INSTRUCTIONS FOR THE TASK: Lines from the beginning of the data below through the one containing "Outline every instance of the black" are to be printed exactly as they appear.
[[ SUPPLIED MATERIAL open ]]
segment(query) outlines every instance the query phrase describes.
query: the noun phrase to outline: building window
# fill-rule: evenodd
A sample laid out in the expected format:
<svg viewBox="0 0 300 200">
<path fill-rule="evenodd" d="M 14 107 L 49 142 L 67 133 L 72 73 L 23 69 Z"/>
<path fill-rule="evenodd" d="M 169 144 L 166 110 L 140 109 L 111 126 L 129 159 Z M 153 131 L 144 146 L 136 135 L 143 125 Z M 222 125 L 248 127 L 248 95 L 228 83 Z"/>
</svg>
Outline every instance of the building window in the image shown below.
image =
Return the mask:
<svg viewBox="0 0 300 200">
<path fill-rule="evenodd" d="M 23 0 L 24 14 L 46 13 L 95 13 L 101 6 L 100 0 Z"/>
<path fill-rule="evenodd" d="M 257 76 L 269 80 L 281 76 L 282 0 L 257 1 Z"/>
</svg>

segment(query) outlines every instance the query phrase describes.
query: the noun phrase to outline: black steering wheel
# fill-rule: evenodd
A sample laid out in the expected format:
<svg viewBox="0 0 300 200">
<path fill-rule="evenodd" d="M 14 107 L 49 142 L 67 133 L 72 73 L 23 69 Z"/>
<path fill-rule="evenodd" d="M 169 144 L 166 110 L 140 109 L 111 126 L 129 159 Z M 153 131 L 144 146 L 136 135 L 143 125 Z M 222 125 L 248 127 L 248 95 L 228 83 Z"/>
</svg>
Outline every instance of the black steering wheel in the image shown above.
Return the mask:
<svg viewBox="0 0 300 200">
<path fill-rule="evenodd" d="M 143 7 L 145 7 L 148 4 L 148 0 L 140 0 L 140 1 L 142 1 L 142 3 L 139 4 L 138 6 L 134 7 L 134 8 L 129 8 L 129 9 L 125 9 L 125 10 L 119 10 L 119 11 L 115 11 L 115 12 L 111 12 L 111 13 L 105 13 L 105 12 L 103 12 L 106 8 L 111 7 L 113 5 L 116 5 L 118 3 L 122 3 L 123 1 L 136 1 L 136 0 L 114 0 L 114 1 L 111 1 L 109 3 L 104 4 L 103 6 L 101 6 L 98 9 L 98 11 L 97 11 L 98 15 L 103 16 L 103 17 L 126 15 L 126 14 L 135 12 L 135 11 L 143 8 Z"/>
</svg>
[[ SUPPLIED MATERIAL closed ]]
ANSWER SPACE:
segment(query) outlines every instance the query phrase describes.
query: the noun phrase to outline: building window
# fill-rule: evenodd
A sample laid out in the expected format:
<svg viewBox="0 0 300 200">
<path fill-rule="evenodd" d="M 14 107 L 49 142 L 67 133 L 72 73 L 23 69 Z"/>
<path fill-rule="evenodd" d="M 169 144 L 166 110 L 140 109 L 111 126 L 129 159 Z M 153 131 L 144 146 L 136 135 L 143 125 Z M 222 125 L 248 127 L 248 95 L 228 83 Z"/>
</svg>
Outline every instance of the building window in the image shown below.
image =
Return the mask:
<svg viewBox="0 0 300 200">
<path fill-rule="evenodd" d="M 23 0 L 24 14 L 46 13 L 95 13 L 101 6 L 100 0 Z"/>
<path fill-rule="evenodd" d="M 257 76 L 269 80 L 281 76 L 282 0 L 257 1 Z"/>
</svg>

segment(query) outlines every instance the query phrase describes.
query: the noun phrase to outline: black steering wheel
# fill-rule: evenodd
A sample laid out in the expected format:
<svg viewBox="0 0 300 200">
<path fill-rule="evenodd" d="M 14 107 L 49 142 L 67 133 L 72 73 L 23 69 Z"/>
<path fill-rule="evenodd" d="M 169 144 L 166 110 L 140 109 L 111 126 L 129 159 Z M 153 131 L 144 146 L 136 135 L 143 125 Z M 222 125 L 248 127 L 248 95 L 228 83 Z"/>
</svg>
Outline every instance of the black steering wheel in the image shown above.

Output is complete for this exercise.